▶ What you will do: In the extract about the Perito Moreno expedition, who is the glacier named after?

As global warming and climate change progress, key questions for the scientific community are how much and how quickly the glaciers will melt and what that means for life on Earth. One thing we know with certainty is that geomatics will be essential in finding answers.
The Perito Moreno expedition marks a new line in a tradition of exploration dating back to prominent 19th-century Argentinian explorer and academic Francisco Moreno, after whom the Perito Moreno glacier is named. Experts who have studied glaciers for decades have witnessed the startling speed of glacier thinning and retreat. The Perito Moreno has been relatively stable in terms of ice mass, which makes it an anomaly. But this glacier, too, is thinning. Glaciers here are retreating at an unprecedented rate, with some at low altitudes expected to disappear completely within the next 25 years. This process contributes significantly to sea level rise and raises questions about the sustainability of urban freshwater supplies, agriculture and the future of hydroelectricity in the region, as these often depend on glacial or snow run-off.
Compact and powerful data collection instruments and techniques, as well as intuitive data processing solutions that can be accessed in the field, enabled this expedition to bring home an abundance of data and information for analysis – an accurate record from which to measure further changes in the ice and to create 3D models for divulgation purposes.

▶ Data provided:
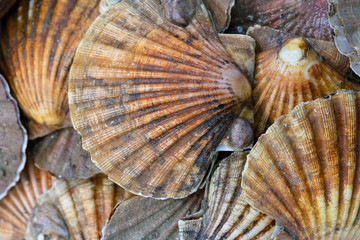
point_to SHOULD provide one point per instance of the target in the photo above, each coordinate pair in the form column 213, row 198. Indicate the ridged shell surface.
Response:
column 13, row 140
column 152, row 99
column 289, row 74
column 296, row 17
column 344, row 17
column 16, row 207
column 148, row 218
column 76, row 209
column 62, row 155
column 38, row 43
column 304, row 171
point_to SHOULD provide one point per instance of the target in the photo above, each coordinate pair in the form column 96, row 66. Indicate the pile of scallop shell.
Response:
column 180, row 119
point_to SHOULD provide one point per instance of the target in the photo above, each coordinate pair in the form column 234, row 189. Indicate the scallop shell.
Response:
column 76, row 209
column 345, row 20
column 304, row 170
column 16, row 207
column 296, row 17
column 151, row 99
column 38, row 43
column 62, row 155
column 147, row 218
column 13, row 140
column 287, row 75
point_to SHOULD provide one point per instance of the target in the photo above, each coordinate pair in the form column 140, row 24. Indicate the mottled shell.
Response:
column 296, row 17
column 147, row 218
column 289, row 74
column 304, row 171
column 152, row 99
column 76, row 209
column 13, row 140
column 16, row 207
column 38, row 43
column 62, row 155
column 345, row 20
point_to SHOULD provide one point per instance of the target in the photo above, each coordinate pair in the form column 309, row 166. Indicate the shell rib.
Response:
column 38, row 43
column 345, row 20
column 62, row 155
column 75, row 209
column 152, row 99
column 296, row 17
column 289, row 74
column 13, row 140
column 304, row 171
column 16, row 207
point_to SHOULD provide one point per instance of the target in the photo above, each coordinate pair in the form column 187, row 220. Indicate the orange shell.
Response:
column 304, row 171
column 152, row 99
column 38, row 43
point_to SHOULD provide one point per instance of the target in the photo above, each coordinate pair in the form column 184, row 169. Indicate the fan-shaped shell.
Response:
column 76, row 209
column 147, row 218
column 296, row 17
column 62, row 155
column 13, row 140
column 345, row 19
column 16, row 207
column 289, row 74
column 304, row 171
column 38, row 43
column 152, row 99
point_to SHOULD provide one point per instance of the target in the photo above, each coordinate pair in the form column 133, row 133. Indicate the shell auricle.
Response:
column 304, row 171
column 38, row 43
column 153, row 99
column 13, row 140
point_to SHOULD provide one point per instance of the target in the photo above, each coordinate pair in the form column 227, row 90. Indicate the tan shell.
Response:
column 16, row 207
column 147, row 218
column 13, row 140
column 75, row 209
column 151, row 99
column 345, row 20
column 38, row 43
column 289, row 74
column 304, row 170
column 62, row 155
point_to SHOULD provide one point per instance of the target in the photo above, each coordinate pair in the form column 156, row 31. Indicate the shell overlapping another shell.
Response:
column 16, row 207
column 304, row 171
column 76, row 209
column 152, row 99
column 38, row 43
column 13, row 140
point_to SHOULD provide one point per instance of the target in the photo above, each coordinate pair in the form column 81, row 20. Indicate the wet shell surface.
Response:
column 76, row 209
column 344, row 17
column 62, row 155
column 38, row 43
column 148, row 218
column 289, row 74
column 304, row 171
column 13, row 140
column 16, row 207
column 296, row 17
column 152, row 99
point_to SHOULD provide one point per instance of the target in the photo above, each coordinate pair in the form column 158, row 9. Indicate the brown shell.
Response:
column 38, row 43
column 345, row 20
column 62, row 155
column 151, row 99
column 289, row 74
column 13, row 140
column 304, row 171
column 16, row 207
column 147, row 218
column 296, row 17
column 75, row 209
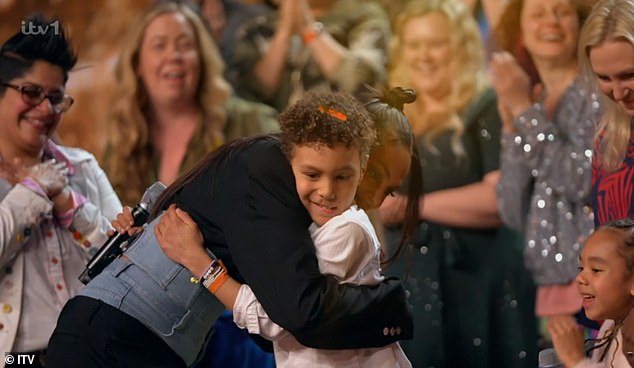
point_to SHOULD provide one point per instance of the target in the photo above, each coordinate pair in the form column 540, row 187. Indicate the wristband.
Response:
column 311, row 35
column 214, row 276
column 34, row 186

▶ Reply to the task: Francisco Moreno, a prominent 19th-century Argentinian explorer and academic.